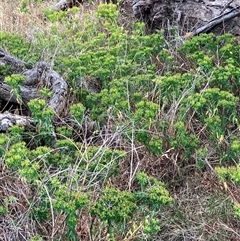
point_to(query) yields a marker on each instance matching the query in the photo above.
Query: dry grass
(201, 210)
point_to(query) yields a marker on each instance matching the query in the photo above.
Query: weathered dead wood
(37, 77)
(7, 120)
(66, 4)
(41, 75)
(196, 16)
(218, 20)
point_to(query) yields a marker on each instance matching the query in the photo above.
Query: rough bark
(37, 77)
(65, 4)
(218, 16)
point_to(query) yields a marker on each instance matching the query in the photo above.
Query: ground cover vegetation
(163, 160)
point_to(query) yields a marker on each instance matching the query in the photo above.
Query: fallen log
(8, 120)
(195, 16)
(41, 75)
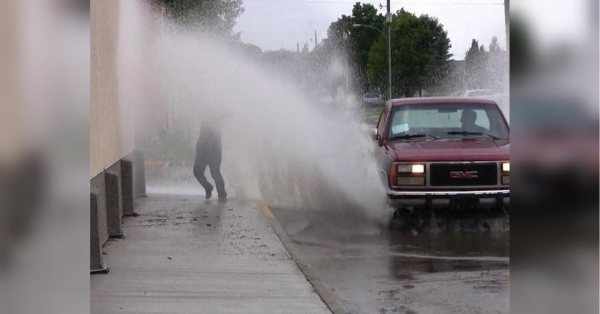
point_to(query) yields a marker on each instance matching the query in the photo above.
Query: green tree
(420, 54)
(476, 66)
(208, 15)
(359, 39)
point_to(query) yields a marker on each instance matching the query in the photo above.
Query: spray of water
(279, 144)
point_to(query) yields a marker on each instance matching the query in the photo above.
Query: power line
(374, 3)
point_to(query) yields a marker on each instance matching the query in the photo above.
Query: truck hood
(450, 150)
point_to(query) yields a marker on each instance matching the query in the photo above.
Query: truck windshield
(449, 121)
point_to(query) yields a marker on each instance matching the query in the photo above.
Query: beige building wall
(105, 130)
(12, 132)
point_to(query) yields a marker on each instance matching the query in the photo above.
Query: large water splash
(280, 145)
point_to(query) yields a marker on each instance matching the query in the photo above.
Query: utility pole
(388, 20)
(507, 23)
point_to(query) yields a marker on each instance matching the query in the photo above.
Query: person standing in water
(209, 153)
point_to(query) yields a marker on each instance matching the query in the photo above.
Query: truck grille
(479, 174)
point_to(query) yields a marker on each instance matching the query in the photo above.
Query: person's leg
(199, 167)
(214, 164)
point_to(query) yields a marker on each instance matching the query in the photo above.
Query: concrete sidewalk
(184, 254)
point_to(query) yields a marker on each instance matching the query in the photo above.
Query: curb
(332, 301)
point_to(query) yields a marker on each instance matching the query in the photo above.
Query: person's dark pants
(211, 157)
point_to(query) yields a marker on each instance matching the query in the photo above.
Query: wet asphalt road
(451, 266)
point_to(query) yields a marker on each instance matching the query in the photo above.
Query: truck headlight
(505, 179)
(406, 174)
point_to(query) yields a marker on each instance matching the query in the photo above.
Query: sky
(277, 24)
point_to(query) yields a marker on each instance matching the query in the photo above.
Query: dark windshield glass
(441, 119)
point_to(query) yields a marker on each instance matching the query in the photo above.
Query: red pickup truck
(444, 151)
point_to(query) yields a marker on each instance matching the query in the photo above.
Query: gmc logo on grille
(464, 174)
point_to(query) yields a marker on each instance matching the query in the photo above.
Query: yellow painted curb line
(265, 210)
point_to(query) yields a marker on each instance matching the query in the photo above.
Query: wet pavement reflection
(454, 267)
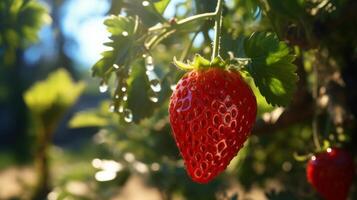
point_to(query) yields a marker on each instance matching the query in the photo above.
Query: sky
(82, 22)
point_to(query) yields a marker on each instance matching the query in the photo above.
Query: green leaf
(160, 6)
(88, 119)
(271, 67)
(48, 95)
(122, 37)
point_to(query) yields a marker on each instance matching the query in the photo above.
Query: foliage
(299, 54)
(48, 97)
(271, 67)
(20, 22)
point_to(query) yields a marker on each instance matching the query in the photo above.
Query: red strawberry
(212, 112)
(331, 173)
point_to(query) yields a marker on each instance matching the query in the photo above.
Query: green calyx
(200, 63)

========================

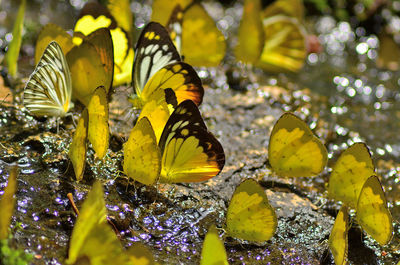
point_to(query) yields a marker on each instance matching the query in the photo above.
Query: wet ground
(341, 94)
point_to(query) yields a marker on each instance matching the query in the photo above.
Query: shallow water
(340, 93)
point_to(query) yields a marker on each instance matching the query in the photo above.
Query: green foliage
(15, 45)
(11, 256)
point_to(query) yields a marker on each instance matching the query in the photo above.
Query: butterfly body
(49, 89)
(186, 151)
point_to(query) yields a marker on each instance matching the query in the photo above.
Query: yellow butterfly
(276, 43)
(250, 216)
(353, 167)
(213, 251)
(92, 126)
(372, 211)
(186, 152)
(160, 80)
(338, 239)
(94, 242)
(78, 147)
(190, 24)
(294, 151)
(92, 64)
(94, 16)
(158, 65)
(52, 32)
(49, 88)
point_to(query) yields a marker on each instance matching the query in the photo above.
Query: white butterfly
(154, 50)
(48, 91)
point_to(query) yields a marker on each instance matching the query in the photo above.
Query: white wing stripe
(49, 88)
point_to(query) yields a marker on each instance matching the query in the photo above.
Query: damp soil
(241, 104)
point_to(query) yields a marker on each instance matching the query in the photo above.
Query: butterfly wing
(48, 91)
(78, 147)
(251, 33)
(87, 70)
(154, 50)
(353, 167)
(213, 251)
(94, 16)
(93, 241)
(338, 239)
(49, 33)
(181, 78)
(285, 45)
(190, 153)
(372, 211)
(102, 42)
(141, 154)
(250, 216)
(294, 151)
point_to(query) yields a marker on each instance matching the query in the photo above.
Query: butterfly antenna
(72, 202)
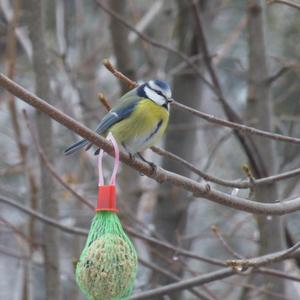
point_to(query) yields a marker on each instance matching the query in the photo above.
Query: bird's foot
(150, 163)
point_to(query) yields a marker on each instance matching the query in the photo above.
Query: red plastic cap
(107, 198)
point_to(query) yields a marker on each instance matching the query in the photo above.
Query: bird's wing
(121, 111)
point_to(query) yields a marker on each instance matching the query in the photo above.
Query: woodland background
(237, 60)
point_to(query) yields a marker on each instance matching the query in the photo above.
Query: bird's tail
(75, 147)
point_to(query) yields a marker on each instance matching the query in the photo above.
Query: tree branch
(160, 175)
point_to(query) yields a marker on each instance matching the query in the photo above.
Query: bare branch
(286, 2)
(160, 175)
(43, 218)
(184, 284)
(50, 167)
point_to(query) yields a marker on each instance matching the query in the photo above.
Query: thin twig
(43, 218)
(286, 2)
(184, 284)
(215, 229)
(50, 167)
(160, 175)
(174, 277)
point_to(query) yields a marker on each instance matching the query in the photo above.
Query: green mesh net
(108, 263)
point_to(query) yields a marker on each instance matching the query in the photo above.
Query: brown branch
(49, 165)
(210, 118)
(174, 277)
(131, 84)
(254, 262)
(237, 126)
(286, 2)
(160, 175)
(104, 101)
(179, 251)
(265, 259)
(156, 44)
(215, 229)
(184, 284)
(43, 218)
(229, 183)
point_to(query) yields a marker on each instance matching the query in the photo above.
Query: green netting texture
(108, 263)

========================

▶ _STATED PROBLEM_: Extract every line of the data above that contains the word "wing", and copy each one unchanged.

▶ _WRITTEN REPLY_:
Query: white wing stripe
Query: butterfly wing
Query: bird's wing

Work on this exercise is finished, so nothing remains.